What the exercise asks:
Scan the data, and whenever a line contains "tree", copy it.

------------------------------------------------------------

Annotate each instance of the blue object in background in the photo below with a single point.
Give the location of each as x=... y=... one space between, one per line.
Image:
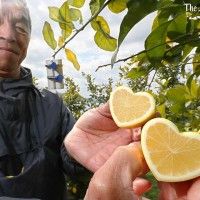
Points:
x=59 y=78
x=53 y=65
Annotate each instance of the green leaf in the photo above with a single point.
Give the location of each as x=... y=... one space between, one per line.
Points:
x=161 y=110
x=66 y=29
x=61 y=41
x=177 y=26
x=136 y=73
x=66 y=33
x=100 y=24
x=155 y=42
x=72 y=58
x=95 y=5
x=105 y=41
x=137 y=10
x=117 y=6
x=177 y=94
x=196 y=60
x=76 y=3
x=75 y=15
x=194 y=90
x=177 y=98
x=66 y=26
x=65 y=12
x=186 y=50
x=190 y=78
x=161 y=18
x=54 y=14
x=49 y=35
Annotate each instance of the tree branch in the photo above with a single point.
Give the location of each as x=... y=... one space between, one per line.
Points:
x=145 y=51
x=81 y=29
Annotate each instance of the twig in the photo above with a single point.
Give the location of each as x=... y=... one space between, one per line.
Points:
x=145 y=51
x=81 y=29
x=152 y=79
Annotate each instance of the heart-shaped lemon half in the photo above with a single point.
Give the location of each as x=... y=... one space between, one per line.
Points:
x=171 y=156
x=130 y=109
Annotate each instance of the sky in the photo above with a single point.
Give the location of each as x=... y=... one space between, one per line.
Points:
x=88 y=54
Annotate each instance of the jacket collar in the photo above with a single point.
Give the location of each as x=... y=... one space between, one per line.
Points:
x=10 y=86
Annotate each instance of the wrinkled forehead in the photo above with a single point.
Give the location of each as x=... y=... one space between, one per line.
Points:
x=12 y=9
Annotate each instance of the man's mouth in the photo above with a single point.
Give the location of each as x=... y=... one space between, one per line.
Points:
x=9 y=50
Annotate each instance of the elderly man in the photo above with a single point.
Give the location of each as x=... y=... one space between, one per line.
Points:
x=33 y=125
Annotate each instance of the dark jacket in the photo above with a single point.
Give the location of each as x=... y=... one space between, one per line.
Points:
x=33 y=125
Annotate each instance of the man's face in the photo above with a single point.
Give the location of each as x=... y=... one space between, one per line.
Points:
x=14 y=40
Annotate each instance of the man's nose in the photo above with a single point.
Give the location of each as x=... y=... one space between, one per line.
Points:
x=7 y=31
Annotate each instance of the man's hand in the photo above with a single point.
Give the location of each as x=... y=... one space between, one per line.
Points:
x=117 y=178
x=187 y=190
x=95 y=136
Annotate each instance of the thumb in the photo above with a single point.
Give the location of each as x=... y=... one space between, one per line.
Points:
x=141 y=186
x=193 y=192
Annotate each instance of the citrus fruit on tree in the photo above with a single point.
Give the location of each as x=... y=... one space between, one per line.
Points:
x=130 y=109
x=171 y=156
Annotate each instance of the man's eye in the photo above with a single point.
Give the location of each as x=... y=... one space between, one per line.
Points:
x=21 y=28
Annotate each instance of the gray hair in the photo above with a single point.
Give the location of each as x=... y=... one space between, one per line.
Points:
x=21 y=4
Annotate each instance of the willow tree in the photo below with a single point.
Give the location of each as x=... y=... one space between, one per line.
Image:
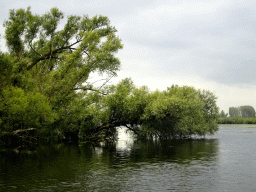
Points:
x=57 y=60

------------------------------------------------------------

Final answer:
Annotate each instance of the tree branch in the photo above with a single point.
Annotate each instance of the citrus fruit on tree in the photo above with a single point.
Annotate each instance of the willow tree in the photo below with a single point.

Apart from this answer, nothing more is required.